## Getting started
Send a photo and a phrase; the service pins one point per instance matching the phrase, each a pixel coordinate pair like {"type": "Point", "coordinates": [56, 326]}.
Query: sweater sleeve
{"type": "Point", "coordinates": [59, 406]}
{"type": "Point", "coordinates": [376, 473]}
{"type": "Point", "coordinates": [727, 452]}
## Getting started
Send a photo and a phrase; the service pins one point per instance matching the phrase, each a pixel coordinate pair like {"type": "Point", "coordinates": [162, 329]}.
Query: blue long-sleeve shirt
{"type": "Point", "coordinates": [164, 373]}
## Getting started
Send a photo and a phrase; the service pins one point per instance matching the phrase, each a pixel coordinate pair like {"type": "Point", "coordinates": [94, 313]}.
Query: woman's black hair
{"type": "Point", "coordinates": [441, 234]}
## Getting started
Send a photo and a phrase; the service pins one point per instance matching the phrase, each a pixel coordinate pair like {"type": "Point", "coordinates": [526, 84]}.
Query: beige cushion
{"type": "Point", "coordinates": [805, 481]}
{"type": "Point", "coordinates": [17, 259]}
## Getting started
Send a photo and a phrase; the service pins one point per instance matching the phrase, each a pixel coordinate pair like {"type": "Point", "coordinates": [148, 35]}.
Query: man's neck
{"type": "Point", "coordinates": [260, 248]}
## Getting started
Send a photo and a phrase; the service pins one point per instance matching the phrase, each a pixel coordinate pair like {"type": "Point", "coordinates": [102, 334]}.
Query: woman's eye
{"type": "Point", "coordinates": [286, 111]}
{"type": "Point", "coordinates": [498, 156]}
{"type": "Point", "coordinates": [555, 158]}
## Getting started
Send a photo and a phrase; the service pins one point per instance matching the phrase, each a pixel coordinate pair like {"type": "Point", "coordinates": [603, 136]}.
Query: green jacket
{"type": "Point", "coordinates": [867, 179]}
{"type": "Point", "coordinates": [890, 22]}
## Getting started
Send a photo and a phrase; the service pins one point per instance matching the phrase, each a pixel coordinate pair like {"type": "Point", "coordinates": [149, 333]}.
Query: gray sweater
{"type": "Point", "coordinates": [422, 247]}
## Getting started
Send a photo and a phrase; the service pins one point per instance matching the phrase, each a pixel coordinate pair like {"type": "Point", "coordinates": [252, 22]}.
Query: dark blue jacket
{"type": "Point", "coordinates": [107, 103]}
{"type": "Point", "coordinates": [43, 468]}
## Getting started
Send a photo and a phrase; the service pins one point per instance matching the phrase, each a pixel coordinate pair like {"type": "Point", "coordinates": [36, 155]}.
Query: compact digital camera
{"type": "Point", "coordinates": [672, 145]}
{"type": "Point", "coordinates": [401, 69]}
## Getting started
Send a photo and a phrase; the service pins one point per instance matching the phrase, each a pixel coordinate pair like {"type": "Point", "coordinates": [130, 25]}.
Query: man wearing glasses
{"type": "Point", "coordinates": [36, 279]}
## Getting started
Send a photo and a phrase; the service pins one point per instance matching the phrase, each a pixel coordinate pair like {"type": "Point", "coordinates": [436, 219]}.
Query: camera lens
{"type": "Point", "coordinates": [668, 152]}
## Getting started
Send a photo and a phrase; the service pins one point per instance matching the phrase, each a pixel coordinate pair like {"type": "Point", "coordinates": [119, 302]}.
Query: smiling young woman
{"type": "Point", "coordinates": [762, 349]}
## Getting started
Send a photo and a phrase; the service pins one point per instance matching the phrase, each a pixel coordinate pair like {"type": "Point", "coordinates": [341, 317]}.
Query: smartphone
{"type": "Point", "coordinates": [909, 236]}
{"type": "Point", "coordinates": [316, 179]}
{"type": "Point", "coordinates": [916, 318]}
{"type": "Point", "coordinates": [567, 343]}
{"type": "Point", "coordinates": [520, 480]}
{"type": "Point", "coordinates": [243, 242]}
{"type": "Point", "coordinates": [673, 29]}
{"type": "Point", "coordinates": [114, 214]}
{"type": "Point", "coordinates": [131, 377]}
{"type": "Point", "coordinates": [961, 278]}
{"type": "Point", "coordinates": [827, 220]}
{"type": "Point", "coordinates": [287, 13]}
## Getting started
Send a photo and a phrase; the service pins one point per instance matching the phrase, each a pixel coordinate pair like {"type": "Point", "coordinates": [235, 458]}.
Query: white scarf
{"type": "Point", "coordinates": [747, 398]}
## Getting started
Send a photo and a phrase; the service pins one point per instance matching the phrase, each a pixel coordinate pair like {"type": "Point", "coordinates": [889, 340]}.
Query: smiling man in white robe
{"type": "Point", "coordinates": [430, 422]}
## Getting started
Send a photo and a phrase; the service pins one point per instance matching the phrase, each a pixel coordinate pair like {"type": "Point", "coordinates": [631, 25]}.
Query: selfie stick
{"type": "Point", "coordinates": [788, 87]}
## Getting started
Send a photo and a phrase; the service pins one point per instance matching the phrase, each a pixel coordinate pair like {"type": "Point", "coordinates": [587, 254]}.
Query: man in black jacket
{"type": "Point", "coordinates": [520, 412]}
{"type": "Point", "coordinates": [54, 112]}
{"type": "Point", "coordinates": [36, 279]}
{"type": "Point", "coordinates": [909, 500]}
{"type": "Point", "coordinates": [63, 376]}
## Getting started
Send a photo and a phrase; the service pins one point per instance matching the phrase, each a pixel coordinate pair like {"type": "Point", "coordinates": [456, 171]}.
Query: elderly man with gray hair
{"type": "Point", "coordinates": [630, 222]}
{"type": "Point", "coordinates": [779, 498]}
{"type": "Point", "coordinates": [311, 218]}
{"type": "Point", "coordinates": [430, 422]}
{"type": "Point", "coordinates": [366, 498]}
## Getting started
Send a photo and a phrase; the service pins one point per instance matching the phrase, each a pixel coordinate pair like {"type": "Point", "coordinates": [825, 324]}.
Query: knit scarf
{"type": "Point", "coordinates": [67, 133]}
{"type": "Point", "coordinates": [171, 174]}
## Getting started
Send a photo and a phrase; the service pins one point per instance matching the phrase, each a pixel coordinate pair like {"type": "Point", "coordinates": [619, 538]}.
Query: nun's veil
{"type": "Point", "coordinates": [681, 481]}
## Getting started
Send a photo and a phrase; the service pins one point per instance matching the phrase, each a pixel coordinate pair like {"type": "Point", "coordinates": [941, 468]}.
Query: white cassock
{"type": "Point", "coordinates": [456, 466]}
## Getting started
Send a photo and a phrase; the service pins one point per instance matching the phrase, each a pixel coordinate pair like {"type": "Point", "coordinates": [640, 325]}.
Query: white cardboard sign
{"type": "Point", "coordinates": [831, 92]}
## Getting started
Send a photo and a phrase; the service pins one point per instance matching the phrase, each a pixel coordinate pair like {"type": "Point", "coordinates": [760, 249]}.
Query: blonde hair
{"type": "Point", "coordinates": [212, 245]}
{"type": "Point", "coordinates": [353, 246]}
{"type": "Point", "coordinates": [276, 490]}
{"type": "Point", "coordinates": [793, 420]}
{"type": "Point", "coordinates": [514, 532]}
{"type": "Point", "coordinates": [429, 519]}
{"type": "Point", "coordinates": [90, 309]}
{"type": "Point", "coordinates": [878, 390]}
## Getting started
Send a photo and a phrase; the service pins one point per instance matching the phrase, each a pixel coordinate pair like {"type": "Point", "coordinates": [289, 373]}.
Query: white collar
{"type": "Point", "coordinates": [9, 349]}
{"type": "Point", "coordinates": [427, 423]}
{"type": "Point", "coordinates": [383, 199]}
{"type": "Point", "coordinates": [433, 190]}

******

**What you need to do**
Report every line of the listing above that contains the word "woman", copying each line in full.

**Full output**
Query: woman's black hair
Query: woman's eye
Query: smiling young woman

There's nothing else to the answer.